[Data excerpts]
>>>

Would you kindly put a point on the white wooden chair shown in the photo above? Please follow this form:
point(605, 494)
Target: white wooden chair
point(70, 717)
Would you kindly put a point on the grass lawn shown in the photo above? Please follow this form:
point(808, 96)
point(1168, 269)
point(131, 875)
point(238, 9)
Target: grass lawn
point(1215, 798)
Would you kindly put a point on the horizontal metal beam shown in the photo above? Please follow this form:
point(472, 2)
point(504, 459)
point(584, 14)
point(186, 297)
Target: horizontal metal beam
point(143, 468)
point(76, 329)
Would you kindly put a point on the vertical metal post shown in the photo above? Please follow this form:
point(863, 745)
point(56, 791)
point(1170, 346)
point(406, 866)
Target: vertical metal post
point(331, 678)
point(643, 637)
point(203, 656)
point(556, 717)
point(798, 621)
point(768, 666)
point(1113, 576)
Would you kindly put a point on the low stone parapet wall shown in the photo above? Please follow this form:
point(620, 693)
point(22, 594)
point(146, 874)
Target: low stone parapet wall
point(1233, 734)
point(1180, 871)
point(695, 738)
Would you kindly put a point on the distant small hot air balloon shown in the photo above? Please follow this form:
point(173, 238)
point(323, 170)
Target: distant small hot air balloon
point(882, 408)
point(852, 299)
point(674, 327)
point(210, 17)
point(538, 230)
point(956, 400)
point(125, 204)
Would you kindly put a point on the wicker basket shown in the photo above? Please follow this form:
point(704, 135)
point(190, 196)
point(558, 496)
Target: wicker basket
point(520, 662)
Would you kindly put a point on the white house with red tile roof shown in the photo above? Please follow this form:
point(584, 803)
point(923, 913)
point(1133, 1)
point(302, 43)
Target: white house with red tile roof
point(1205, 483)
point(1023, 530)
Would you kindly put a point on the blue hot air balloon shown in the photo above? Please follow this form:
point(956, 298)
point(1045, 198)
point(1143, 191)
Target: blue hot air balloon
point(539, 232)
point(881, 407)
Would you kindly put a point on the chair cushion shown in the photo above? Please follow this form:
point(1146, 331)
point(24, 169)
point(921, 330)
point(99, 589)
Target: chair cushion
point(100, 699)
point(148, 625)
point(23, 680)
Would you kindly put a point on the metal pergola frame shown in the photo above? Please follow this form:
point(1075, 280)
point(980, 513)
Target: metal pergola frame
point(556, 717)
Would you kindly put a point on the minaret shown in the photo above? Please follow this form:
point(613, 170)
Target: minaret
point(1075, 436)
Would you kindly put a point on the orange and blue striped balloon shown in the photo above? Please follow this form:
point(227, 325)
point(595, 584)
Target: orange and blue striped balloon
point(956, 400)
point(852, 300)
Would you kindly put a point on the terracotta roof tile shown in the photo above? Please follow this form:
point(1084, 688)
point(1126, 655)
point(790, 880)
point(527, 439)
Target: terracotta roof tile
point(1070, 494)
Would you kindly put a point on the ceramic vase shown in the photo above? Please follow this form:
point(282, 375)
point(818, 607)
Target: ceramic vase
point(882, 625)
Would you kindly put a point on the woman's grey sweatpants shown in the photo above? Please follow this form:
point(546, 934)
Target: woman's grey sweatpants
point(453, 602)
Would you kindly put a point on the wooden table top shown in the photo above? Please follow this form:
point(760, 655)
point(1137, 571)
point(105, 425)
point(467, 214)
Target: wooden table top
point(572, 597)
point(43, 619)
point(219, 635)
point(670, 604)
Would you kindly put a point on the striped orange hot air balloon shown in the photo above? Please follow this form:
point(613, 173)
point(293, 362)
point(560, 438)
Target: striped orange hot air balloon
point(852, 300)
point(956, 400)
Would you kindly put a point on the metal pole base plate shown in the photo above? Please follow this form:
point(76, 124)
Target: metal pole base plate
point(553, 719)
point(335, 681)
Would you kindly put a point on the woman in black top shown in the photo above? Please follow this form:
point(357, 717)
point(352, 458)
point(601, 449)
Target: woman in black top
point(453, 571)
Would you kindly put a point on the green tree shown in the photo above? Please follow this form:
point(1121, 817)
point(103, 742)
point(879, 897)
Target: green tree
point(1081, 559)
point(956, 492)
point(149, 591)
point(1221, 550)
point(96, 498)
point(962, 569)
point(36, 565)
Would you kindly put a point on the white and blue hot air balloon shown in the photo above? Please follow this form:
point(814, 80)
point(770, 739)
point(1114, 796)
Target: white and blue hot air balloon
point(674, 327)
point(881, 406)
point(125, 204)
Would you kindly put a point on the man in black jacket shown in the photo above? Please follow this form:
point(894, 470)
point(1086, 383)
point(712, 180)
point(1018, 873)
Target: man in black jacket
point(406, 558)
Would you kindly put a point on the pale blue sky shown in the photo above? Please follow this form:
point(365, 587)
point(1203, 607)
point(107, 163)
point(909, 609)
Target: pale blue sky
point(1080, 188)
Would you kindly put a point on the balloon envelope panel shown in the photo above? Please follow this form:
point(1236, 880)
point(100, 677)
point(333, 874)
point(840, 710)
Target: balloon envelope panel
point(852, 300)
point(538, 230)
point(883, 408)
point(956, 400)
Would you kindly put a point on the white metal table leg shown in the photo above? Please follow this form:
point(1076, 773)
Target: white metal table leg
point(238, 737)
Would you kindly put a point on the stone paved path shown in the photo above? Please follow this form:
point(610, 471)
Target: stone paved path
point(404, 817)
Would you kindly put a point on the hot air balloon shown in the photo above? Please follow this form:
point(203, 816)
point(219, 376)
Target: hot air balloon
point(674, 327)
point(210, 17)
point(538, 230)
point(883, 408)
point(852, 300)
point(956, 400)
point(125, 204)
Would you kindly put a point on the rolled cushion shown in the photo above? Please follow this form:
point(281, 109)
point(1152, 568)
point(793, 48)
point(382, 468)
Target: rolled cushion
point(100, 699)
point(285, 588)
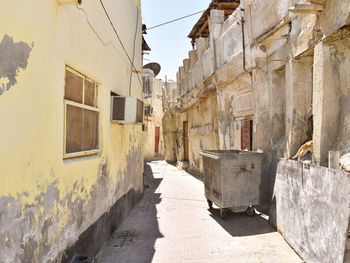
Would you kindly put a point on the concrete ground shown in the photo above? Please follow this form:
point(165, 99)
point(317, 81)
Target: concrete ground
point(172, 223)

<<<

Problem details
The data must be printed exactly, image-free.

Task answer
Would you kindly put a point on the white wooden chair shown in the photo above? Please follow this form:
point(605, 494)
Target: white wooden chair
point(70, 717)
Would you kindly put a point on the grass lawn shown in the photo above? Please follow this form:
point(808, 96)
point(1168, 269)
point(131, 875)
point(238, 9)
Target: grass lawn
point(1215, 798)
Would you kindly put a point on the horizontal metal beam shown in the photo above? Please follow this form:
point(472, 2)
point(504, 459)
point(584, 14)
point(186, 297)
Target: horizontal metal beam
point(143, 468)
point(76, 329)
Would you kindly put a point on the vertical metal post shown in the photo above? Please follow this form:
point(863, 745)
point(56, 791)
point(1170, 346)
point(406, 866)
Target: vertical metal post
point(331, 678)
point(643, 637)
point(203, 656)
point(556, 717)
point(798, 621)
point(768, 666)
point(1113, 576)
Would you kindly put a point on the low stone parapet wall shown in the photo above? Please follow this form:
point(620, 693)
point(22, 594)
point(146, 874)
Target: low stone parapet wall
point(1233, 734)
point(1180, 871)
point(695, 738)
Would you kindly put a point on the distant small hot air balloon shown in the photo above? Please follow this form:
point(173, 238)
point(323, 170)
Target: distant small hot air balloon
point(882, 408)
point(852, 299)
point(674, 327)
point(210, 17)
point(538, 230)
point(956, 400)
point(125, 204)
Would you kindly put a point on the wicker basket shown in the photo above? Please follow this form:
point(704, 135)
point(190, 196)
point(558, 496)
Target: wicker basket
point(520, 662)
Would you kindly put a point on the white house with red tile roof shown in the photo above? Please follow this form:
point(584, 803)
point(923, 913)
point(1133, 1)
point(302, 43)
Target: white house with red tile roof
point(1205, 483)
point(1023, 530)
Would you kindly put a point on the blue hot air balloon shown in the photo above? Please follow this form:
point(956, 298)
point(1045, 198)
point(1143, 191)
Target: blue hot air balloon
point(539, 232)
point(881, 407)
Would you kindly put a point on the chair cushion shown in the photo above? Please follow this form:
point(1146, 331)
point(24, 169)
point(921, 330)
point(99, 589)
Target: chair cushion
point(100, 699)
point(148, 625)
point(23, 680)
Would you kindly put a point on the metal pergola frame shown in the photo above? Please follow this form:
point(1075, 280)
point(980, 513)
Target: metal pergola frame
point(556, 717)
Would you kindly put a point on the minaret shown in the photo above? Please follow this form:
point(613, 170)
Target: minaret
point(1075, 436)
Would you kindly put a point on the orange and blue striped balloon shown in the photo above? Please follow this form:
point(227, 325)
point(595, 584)
Target: orange and blue striped balloon
point(956, 400)
point(852, 300)
Would you kindly put a point on the terracotta roof tile shown in the photo above? Please follow this form:
point(1084, 688)
point(1126, 655)
point(790, 880)
point(527, 439)
Target: terracotta roof tile
point(1070, 494)
Would you kindly put a point on the ceramic vase shown in the photo above? Please follow this form:
point(282, 375)
point(818, 607)
Target: ceramic vase
point(882, 625)
Would you kindly put a point on the woman's grey sweatpants shown in the photo above? Please follow this form:
point(546, 934)
Target: woman's grey sweatpants
point(453, 602)
Would you kindly put a point on the wooden table top shown in the photo above? Please follow this form:
point(760, 655)
point(1137, 571)
point(105, 425)
point(467, 214)
Target: wooden table top
point(572, 597)
point(43, 619)
point(219, 635)
point(670, 604)
Would you kindly put a point on the striped orange hot air balloon shown in the photo above? Please follow this form:
point(613, 173)
point(293, 362)
point(560, 438)
Target: striped orange hot air balloon
point(852, 300)
point(956, 400)
Would you kindly put a point on the metal pole base plate shown in the photo above? Please follow this form:
point(76, 124)
Target: metal pole base plate
point(553, 719)
point(335, 681)
Would you kindly put a point on the woman in black top shown in the photo above? Please follow this form:
point(357, 717)
point(352, 458)
point(601, 449)
Target: woman in black top
point(453, 571)
Would you kindly put a point on the green tree shown in the photo above? Please follow this form:
point(1121, 817)
point(103, 742)
point(879, 897)
Target: green tree
point(1081, 559)
point(956, 492)
point(149, 591)
point(1221, 550)
point(96, 498)
point(962, 569)
point(36, 565)
Would you kindly put a point on the white and blue hot air balloon shown in the photo above? Please follow this form:
point(814, 80)
point(770, 739)
point(1114, 796)
Target: white and blue hot air balloon
point(674, 327)
point(881, 406)
point(125, 204)
Would you kindly put a point on the man in black jacket shown in the photo above? Please follow this form:
point(894, 470)
point(1086, 383)
point(712, 180)
point(1018, 873)
Target: man in black jacket
point(406, 558)
Would you kindly put a point on the pale blue sky shown in the photo above? Please follow this form:
point(365, 587)
point(1203, 607)
point(107, 163)
point(909, 609)
Target: pale blue sky
point(1080, 188)
Would you kindly put a point on the balloon envelope panel shown in the photo above? Please follow this form:
point(1236, 880)
point(100, 677)
point(333, 874)
point(840, 710)
Target: balloon envelope panel
point(852, 300)
point(538, 230)
point(883, 408)
point(956, 400)
Would you kindly put a point on the white metal table leg shown in the photo above? Please follow this form:
point(1076, 773)
Target: white metal table leg
point(238, 737)
Would you kindly put a point on the stone paved path shown in the photo above? Please follow this form:
point(610, 471)
Target: stone paved path
point(404, 817)
Would you kindly put a point on the hot air balloon shown in the photo above? Please follow this form:
point(203, 816)
point(219, 376)
Target: hot air balloon
point(674, 327)
point(210, 17)
point(538, 230)
point(883, 408)
point(852, 300)
point(956, 400)
point(125, 204)
Would you kindly put a point on the rolled cushion shown in the photo above? Please follow this form:
point(281, 109)
point(1152, 568)
point(793, 48)
point(382, 468)
Target: rolled cushion
point(100, 699)
point(285, 588)
Would you kindly put a point on the concrete ground shown in the photo above? Please follow this form:
point(165, 99)
point(317, 81)
Target: concrete ground
point(172, 223)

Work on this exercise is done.